◆ Work required: Look for the line containing "the child skier." in the entries below, then print that line and all that follow it exactly.

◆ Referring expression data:

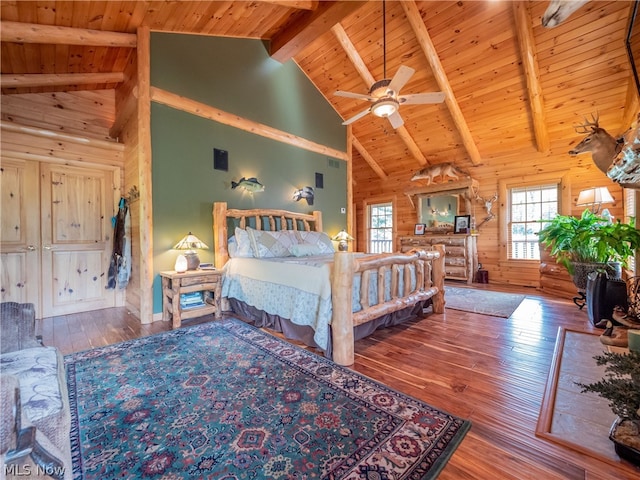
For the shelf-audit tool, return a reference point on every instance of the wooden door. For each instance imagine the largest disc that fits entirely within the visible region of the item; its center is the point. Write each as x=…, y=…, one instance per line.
x=19, y=232
x=77, y=207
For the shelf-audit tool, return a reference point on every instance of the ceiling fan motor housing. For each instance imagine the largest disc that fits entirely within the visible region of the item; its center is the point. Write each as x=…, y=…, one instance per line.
x=379, y=90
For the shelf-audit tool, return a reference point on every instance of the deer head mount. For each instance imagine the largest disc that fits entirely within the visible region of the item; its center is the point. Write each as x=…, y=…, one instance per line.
x=603, y=147
x=559, y=10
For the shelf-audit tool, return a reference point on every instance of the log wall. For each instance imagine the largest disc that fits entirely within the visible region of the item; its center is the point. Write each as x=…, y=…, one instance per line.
x=522, y=164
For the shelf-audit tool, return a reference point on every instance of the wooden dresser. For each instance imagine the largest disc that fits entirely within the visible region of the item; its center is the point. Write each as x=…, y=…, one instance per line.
x=461, y=260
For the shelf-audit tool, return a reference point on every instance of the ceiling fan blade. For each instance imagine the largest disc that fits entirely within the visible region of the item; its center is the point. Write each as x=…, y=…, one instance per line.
x=359, y=96
x=396, y=120
x=356, y=117
x=401, y=77
x=415, y=98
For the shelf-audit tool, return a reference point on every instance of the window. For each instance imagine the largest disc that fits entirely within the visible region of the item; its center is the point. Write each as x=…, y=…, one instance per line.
x=380, y=222
x=529, y=205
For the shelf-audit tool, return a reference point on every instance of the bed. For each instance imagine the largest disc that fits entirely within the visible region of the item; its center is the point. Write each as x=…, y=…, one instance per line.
x=354, y=293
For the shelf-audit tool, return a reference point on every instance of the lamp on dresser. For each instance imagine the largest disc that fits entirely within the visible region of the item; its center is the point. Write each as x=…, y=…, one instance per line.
x=342, y=237
x=189, y=243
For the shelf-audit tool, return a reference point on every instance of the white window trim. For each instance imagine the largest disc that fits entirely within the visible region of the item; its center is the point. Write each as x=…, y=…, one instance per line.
x=505, y=185
x=365, y=212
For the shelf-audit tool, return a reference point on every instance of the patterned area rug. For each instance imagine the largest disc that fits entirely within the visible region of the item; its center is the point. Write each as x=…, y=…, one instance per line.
x=224, y=400
x=486, y=302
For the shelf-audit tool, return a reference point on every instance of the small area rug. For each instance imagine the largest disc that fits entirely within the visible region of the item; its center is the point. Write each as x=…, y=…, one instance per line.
x=580, y=421
x=224, y=400
x=486, y=302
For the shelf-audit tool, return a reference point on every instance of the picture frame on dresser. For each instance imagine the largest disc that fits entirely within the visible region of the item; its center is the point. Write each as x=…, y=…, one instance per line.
x=461, y=224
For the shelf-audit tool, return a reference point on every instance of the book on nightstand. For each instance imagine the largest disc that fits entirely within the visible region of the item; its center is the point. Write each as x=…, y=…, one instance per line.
x=191, y=300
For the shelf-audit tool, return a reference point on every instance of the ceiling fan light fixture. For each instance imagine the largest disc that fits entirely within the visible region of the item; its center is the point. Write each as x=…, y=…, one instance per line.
x=385, y=107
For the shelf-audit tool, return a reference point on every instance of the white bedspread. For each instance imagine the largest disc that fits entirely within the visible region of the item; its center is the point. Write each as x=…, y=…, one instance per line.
x=295, y=288
x=298, y=289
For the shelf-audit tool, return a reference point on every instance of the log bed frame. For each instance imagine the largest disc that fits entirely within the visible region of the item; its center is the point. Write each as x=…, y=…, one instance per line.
x=429, y=267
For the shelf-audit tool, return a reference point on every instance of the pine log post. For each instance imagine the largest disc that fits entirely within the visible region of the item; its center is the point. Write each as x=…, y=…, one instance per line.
x=438, y=279
x=342, y=320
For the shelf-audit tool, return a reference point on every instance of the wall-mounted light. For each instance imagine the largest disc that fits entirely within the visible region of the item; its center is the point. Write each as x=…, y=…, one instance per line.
x=189, y=260
x=594, y=198
x=342, y=237
x=304, y=192
x=251, y=185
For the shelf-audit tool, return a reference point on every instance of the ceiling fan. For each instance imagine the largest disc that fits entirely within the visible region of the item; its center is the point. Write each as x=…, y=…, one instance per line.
x=384, y=95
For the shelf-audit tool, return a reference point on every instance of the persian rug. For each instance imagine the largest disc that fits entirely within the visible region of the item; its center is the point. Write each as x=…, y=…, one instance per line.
x=486, y=302
x=224, y=400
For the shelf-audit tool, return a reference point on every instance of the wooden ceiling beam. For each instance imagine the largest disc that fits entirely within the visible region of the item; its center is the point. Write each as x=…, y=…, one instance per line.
x=58, y=79
x=369, y=159
x=51, y=34
x=529, y=55
x=368, y=78
x=424, y=39
x=297, y=4
x=311, y=25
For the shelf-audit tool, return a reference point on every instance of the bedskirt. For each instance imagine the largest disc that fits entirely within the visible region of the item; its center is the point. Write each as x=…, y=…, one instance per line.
x=304, y=333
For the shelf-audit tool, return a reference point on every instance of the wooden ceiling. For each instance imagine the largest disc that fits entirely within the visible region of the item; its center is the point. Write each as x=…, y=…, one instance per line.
x=511, y=85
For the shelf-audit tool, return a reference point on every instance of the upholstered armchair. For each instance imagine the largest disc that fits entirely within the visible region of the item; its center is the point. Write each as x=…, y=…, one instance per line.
x=35, y=418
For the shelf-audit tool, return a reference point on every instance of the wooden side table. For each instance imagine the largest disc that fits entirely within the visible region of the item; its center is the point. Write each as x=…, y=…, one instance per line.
x=175, y=284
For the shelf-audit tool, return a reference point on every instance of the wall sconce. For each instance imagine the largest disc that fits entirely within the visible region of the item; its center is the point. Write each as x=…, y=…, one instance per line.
x=304, y=192
x=594, y=198
x=251, y=185
x=190, y=260
x=342, y=237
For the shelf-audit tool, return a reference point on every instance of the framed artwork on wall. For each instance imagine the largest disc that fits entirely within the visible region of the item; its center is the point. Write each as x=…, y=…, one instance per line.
x=461, y=224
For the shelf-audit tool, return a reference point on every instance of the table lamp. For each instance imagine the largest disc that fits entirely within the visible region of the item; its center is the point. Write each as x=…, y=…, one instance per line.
x=189, y=243
x=342, y=237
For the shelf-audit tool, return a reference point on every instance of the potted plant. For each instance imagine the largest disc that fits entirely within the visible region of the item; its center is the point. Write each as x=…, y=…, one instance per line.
x=589, y=243
x=621, y=387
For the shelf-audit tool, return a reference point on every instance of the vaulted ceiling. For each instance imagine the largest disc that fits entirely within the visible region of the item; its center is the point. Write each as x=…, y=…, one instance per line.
x=511, y=85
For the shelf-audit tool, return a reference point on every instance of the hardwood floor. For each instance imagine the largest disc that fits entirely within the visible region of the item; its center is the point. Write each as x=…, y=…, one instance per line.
x=490, y=370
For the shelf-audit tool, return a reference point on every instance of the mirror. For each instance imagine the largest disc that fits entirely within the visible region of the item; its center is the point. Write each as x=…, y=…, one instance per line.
x=438, y=211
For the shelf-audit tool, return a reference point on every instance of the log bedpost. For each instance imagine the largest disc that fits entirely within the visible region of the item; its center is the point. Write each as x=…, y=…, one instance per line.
x=221, y=254
x=342, y=319
x=438, y=279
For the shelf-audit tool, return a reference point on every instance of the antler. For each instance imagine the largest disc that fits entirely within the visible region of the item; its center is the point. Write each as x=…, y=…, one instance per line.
x=592, y=125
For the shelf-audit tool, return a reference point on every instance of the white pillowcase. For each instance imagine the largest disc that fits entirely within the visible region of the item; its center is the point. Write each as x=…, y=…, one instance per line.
x=240, y=245
x=304, y=250
x=320, y=239
x=267, y=244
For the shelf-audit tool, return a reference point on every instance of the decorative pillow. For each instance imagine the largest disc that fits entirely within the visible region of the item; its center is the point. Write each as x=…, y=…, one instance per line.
x=320, y=239
x=266, y=244
x=242, y=244
x=304, y=250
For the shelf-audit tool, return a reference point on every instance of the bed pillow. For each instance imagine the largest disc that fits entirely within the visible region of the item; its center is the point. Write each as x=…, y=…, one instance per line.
x=240, y=245
x=266, y=244
x=304, y=250
x=320, y=239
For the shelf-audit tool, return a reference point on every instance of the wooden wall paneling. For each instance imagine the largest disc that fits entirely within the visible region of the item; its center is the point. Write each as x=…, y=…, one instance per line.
x=144, y=175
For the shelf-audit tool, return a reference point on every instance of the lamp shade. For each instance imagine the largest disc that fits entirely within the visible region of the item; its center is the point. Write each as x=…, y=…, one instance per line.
x=594, y=196
x=190, y=242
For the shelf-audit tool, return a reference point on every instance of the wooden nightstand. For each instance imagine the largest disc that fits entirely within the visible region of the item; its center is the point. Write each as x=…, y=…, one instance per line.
x=174, y=284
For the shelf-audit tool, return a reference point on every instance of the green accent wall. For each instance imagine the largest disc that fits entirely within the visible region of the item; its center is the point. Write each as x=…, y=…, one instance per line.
x=237, y=76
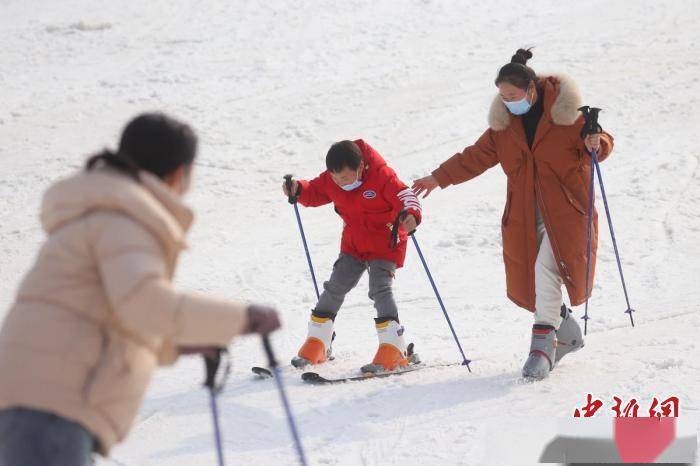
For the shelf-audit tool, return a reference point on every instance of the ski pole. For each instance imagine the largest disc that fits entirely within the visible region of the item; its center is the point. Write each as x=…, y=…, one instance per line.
x=589, y=235
x=591, y=126
x=293, y=200
x=283, y=395
x=211, y=364
x=465, y=361
x=612, y=235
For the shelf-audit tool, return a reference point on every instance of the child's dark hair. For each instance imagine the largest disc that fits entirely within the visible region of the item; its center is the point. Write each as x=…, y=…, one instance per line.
x=343, y=154
x=517, y=72
x=151, y=142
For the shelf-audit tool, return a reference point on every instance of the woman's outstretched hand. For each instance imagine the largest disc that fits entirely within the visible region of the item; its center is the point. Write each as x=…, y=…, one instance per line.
x=425, y=185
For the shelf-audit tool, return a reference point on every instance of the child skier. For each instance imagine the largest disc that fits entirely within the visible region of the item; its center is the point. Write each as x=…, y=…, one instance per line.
x=369, y=197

◆ Completed exercise:
For the shelf-audit tool, return a reference point on every instance of the child skier. For each instance imagine the largest disc that fits entirely within the visible region of the item; its center is the point. Write each as x=…, y=…, one instance per line.
x=369, y=197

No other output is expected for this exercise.